## Start Provided data
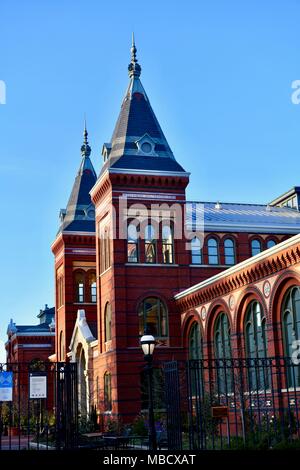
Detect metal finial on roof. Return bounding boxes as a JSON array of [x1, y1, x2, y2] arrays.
[[81, 118, 91, 157], [128, 33, 142, 78]]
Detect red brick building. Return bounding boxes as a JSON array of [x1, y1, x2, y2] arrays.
[[5, 305, 55, 363], [48, 38, 300, 420]]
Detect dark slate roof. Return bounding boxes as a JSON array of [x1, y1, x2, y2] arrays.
[[187, 202, 300, 234], [16, 323, 50, 333], [58, 129, 97, 233], [100, 44, 185, 175], [111, 155, 184, 172], [7, 305, 55, 334]]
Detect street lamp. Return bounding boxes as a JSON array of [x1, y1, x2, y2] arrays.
[[140, 334, 157, 451]]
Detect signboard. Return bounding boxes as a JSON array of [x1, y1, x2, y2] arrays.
[[211, 406, 228, 418], [29, 372, 47, 398], [0, 372, 13, 401]]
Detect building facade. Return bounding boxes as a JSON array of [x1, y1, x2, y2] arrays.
[[5, 305, 55, 363], [47, 39, 300, 421]]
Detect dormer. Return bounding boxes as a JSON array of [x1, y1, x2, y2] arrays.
[[135, 133, 158, 157]]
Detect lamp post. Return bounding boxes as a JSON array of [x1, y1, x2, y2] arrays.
[[140, 334, 157, 451]]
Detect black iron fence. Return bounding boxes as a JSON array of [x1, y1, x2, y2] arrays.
[[164, 357, 300, 449], [0, 361, 78, 450]]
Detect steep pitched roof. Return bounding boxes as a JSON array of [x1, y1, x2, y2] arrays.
[[101, 39, 185, 174], [59, 127, 97, 233]]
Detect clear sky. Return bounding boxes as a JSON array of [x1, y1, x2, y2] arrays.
[[0, 0, 300, 359]]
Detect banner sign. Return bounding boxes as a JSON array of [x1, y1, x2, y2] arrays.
[[0, 372, 13, 401], [29, 372, 47, 398]]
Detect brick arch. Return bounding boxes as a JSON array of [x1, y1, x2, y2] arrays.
[[234, 286, 269, 356], [205, 299, 234, 342], [181, 309, 204, 348], [135, 290, 171, 313], [270, 270, 300, 325], [234, 286, 270, 334]]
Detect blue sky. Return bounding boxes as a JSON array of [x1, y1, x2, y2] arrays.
[[0, 0, 300, 358]]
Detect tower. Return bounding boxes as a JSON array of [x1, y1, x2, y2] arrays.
[[51, 124, 97, 361], [91, 40, 189, 421]]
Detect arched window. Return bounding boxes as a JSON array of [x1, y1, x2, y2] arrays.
[[245, 300, 269, 390], [267, 240, 276, 248], [189, 322, 202, 359], [138, 297, 168, 337], [207, 238, 219, 264], [214, 313, 231, 359], [104, 372, 112, 411], [251, 238, 261, 256], [89, 272, 97, 303], [191, 237, 202, 264], [75, 271, 85, 303], [281, 286, 300, 387], [224, 238, 235, 266], [127, 222, 139, 263], [145, 225, 156, 263], [162, 225, 174, 264], [214, 313, 233, 394], [104, 303, 111, 341]]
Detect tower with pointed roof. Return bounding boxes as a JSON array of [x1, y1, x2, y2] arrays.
[[91, 40, 189, 420], [51, 123, 97, 361]]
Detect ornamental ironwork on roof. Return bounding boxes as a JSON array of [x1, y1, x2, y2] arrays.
[[58, 123, 97, 233], [186, 202, 300, 234]]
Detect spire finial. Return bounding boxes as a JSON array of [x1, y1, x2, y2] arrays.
[[128, 33, 142, 78], [81, 115, 91, 157]]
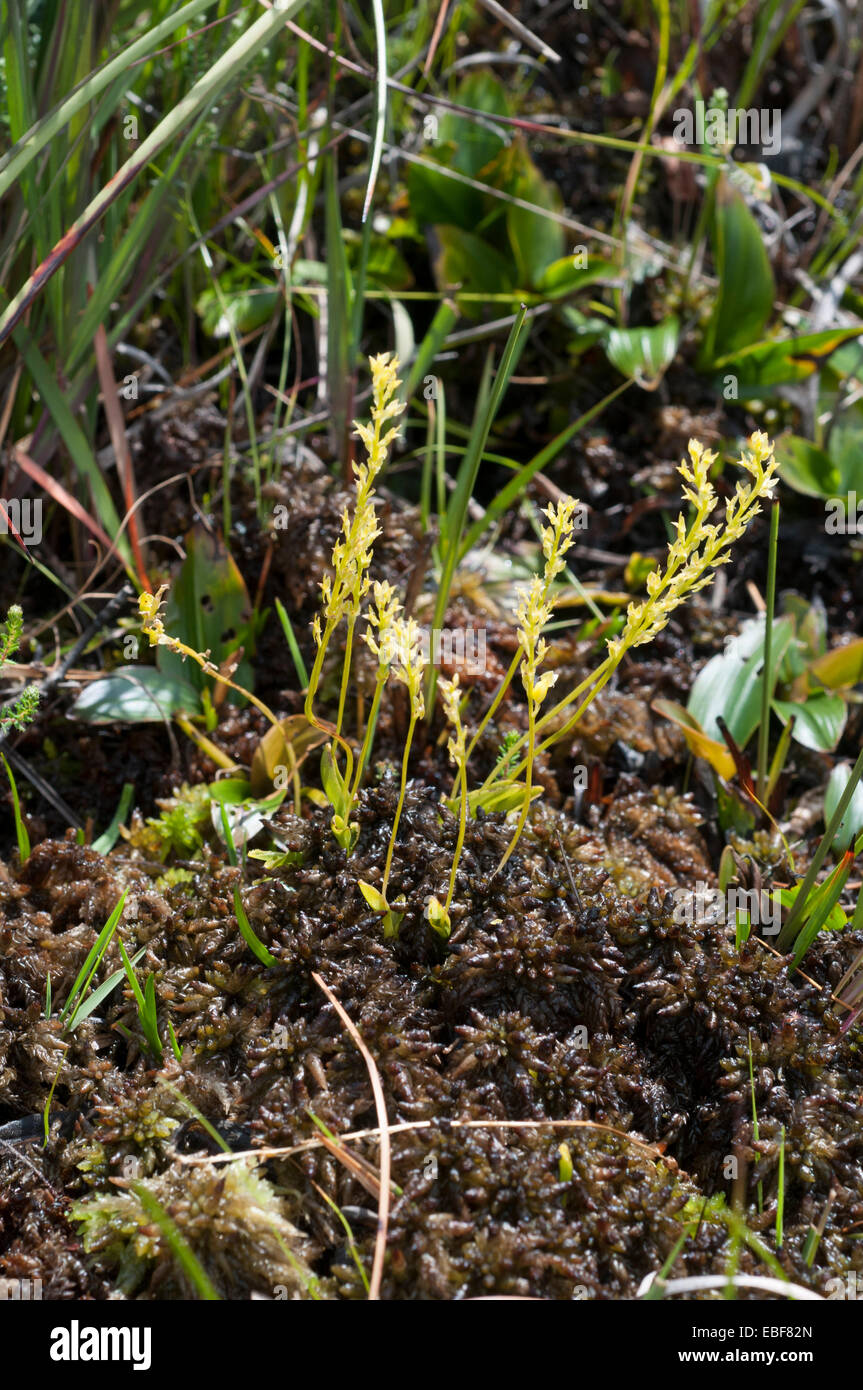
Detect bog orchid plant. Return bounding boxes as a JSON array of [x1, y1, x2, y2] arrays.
[[306, 353, 404, 853], [139, 354, 777, 938]]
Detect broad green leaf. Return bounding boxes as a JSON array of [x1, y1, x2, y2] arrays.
[[713, 328, 862, 398], [407, 146, 482, 231], [321, 745, 349, 820], [606, 316, 680, 391], [506, 139, 567, 289], [773, 691, 848, 753], [702, 175, 775, 366], [824, 763, 863, 853], [687, 617, 794, 748], [195, 285, 282, 338], [68, 666, 200, 724], [435, 227, 516, 295], [535, 256, 617, 300], [828, 410, 863, 502], [809, 637, 863, 691], [775, 434, 839, 498]]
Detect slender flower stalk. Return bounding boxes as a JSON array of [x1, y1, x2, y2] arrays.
[[360, 617, 427, 937], [452, 498, 578, 796], [491, 498, 575, 873], [138, 584, 300, 815], [425, 674, 467, 937], [350, 581, 402, 803], [306, 353, 404, 851], [482, 431, 778, 791]]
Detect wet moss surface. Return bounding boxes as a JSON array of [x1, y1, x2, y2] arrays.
[[0, 447, 863, 1300], [0, 778, 863, 1298]]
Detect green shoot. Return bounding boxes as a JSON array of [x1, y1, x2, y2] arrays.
[[60, 888, 129, 1031], [482, 431, 777, 791], [491, 498, 577, 873], [0, 603, 39, 739], [0, 753, 31, 865], [425, 676, 467, 937], [360, 617, 425, 940], [757, 499, 780, 806], [775, 1125, 785, 1250], [233, 884, 278, 965], [748, 1033, 764, 1215], [117, 934, 163, 1065], [306, 353, 404, 853], [129, 1183, 220, 1302], [275, 599, 309, 689]]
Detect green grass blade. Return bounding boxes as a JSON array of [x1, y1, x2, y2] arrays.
[[129, 1183, 221, 1302], [0, 0, 302, 343], [60, 888, 129, 1023], [0, 753, 31, 865], [459, 381, 632, 559], [93, 783, 135, 855], [275, 599, 309, 689], [233, 884, 278, 965], [0, 0, 215, 197]]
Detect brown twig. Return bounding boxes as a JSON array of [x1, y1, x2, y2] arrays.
[[311, 970, 391, 1301]]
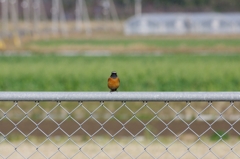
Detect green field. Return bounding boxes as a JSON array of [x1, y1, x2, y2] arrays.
[[24, 35, 240, 54], [0, 54, 240, 91]]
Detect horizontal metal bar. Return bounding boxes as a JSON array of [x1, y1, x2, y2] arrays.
[[0, 92, 240, 101]]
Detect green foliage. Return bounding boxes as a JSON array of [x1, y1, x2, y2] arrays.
[[0, 54, 240, 91], [210, 130, 229, 141]]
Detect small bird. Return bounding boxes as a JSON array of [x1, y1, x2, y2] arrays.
[[108, 71, 120, 92]]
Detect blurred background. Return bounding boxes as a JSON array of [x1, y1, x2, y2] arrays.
[[0, 0, 240, 91], [0, 0, 240, 158]]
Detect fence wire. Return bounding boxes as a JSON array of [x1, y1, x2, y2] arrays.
[[0, 92, 240, 159]]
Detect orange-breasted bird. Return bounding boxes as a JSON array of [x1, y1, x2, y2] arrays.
[[108, 71, 120, 92]]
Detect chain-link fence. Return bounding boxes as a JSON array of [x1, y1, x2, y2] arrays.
[[0, 92, 240, 159]]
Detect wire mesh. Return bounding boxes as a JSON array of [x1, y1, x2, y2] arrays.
[[0, 92, 240, 159]]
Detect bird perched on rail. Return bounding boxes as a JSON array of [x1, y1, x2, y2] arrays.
[[108, 71, 120, 92]]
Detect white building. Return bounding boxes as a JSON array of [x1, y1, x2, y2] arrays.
[[124, 13, 240, 35]]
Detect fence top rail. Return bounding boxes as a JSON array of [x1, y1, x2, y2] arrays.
[[0, 92, 240, 101]]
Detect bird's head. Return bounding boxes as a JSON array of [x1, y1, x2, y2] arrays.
[[110, 71, 117, 78]]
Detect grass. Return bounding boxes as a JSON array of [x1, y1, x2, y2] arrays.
[[24, 35, 240, 53], [0, 54, 240, 91]]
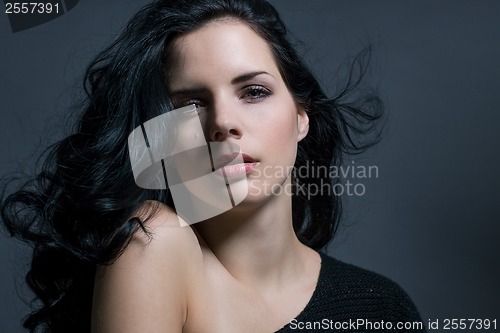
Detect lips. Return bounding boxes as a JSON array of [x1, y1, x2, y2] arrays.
[[214, 152, 256, 170]]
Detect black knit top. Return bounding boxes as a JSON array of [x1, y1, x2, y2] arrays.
[[278, 252, 425, 333]]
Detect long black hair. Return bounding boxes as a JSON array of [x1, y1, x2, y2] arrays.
[[1, 0, 381, 332]]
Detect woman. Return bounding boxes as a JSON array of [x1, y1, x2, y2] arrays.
[[2, 0, 426, 333]]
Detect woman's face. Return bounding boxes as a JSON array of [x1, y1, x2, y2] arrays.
[[168, 19, 308, 208]]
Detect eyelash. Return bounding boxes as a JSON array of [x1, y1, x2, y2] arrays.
[[176, 86, 272, 108]]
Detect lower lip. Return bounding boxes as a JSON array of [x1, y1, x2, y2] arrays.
[[220, 162, 259, 177]]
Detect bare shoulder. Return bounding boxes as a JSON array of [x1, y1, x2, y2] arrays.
[[92, 202, 202, 333]]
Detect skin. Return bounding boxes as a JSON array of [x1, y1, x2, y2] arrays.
[[92, 19, 321, 333]]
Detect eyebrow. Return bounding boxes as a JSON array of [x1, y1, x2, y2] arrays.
[[170, 71, 274, 96]]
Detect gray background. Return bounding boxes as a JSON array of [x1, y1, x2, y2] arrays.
[[0, 0, 500, 332]]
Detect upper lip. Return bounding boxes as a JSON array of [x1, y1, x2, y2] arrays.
[[214, 152, 256, 170]]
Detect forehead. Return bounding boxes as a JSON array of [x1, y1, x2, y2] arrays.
[[168, 19, 280, 85]]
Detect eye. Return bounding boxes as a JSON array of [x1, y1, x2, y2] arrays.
[[242, 86, 272, 103]]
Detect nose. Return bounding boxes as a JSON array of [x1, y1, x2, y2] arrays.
[[208, 103, 243, 142]]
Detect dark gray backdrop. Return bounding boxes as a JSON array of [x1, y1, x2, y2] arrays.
[[0, 0, 500, 332]]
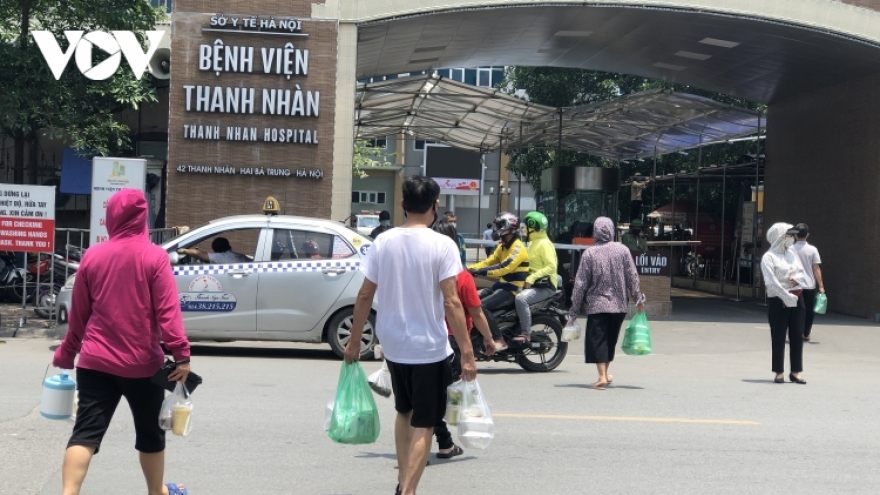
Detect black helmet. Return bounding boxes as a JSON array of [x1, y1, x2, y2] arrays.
[[492, 211, 519, 237]]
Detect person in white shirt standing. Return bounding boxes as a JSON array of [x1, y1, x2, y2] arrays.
[[761, 222, 807, 385], [794, 223, 825, 342], [345, 175, 477, 495]]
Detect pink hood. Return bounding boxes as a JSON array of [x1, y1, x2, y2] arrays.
[[106, 189, 149, 242], [53, 189, 189, 378]]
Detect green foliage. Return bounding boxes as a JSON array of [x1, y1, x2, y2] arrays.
[[0, 0, 163, 181], [351, 139, 396, 179]]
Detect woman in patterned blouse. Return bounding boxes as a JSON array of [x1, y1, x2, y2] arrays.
[[568, 217, 645, 390]]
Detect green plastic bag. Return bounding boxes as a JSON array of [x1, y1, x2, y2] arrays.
[[327, 361, 379, 444], [621, 311, 651, 356], [813, 294, 828, 315]]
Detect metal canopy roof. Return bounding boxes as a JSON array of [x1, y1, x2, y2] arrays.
[[355, 75, 766, 160], [355, 75, 554, 151], [357, 5, 880, 103]]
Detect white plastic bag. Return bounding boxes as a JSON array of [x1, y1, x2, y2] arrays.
[[444, 380, 464, 426], [159, 383, 193, 437], [458, 380, 495, 449], [562, 322, 581, 342], [367, 362, 391, 398]]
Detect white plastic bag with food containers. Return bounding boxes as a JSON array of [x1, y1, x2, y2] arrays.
[[446, 380, 495, 449]]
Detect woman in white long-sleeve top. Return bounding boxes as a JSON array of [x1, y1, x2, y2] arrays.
[[761, 222, 807, 384]]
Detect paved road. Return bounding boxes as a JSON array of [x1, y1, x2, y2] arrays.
[[0, 298, 880, 495]]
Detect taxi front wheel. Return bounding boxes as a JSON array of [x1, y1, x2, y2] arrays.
[[327, 308, 376, 359]]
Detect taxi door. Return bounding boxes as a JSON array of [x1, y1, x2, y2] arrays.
[[168, 223, 269, 339], [257, 224, 360, 337]]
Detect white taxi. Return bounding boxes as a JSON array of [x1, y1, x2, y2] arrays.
[[56, 215, 375, 358]]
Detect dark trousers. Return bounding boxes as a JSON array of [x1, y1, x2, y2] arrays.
[[434, 335, 461, 450], [584, 313, 626, 363], [767, 294, 806, 373], [629, 199, 642, 220], [803, 289, 819, 337]]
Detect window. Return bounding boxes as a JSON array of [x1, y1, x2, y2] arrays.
[[178, 228, 261, 265], [413, 139, 434, 151], [477, 67, 492, 88], [351, 191, 385, 205], [464, 69, 477, 86], [271, 229, 354, 261], [150, 0, 171, 14]]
## End Provided data
In the material above, format the stretch from the line containing "Detect building facade." through the line containing "[[51, 124, 97, 361], [91, 40, 189, 421]]" as a JSON list of strings, one string per line, with blank lines left out.

__Reply to the exercise__:
[
  "Detect building facade. Return bounding boxes as a JSON array of [x1, y1, x2, y2] arrays.",
  "[[5, 305, 55, 363], [47, 39, 300, 421]]",
  "Detect dormer. Return bounding boxes as a JSON array of [x1, y1, x2, y2] arrays.",
  "[[135, 133, 158, 157]]",
  "Detect lamp post. Return bounding boxes as a JSON array of [x1, y1, x2, y2] arrays.",
  "[[140, 334, 157, 451]]",
  "Detect black iron fence. Return bounding boxes as a JSON array of [x1, y1, x2, y2] arrays.",
  "[[164, 357, 300, 449], [0, 361, 78, 450]]",
  "Detect steep pitched roof. Return bounding boxes as a JSON array of [x1, y1, x2, y2] arrays.",
  "[[101, 39, 185, 174], [59, 127, 97, 233]]",
  "Detect clear sky. Return bounding boxes as a JSON array of [x1, y1, x2, y2] arrays.",
  "[[0, 0, 300, 359]]",
  "Detect banner sign. Return bounding boxes as a JSON array of [x1, y1, x2, y2] arrays.",
  "[[0, 372, 13, 401], [29, 372, 47, 398]]",
  "Detect brick arch. Return bounding boxes as a JSON array of [x1, y1, x2, y2] arrays.",
  "[[234, 286, 269, 356], [205, 299, 234, 342], [181, 309, 204, 348], [135, 290, 171, 313], [270, 270, 300, 325], [234, 286, 270, 334]]",
  "Detect blue sky. Return bounding boxes as a JSON array of [x1, y1, x2, y2] arrays.",
  "[[0, 0, 300, 358]]",
  "Detect tower. Return bounding boxes as a JSON array of [x1, y1, x2, y2] arrays.",
  "[[51, 124, 97, 361], [91, 40, 189, 421]]"
]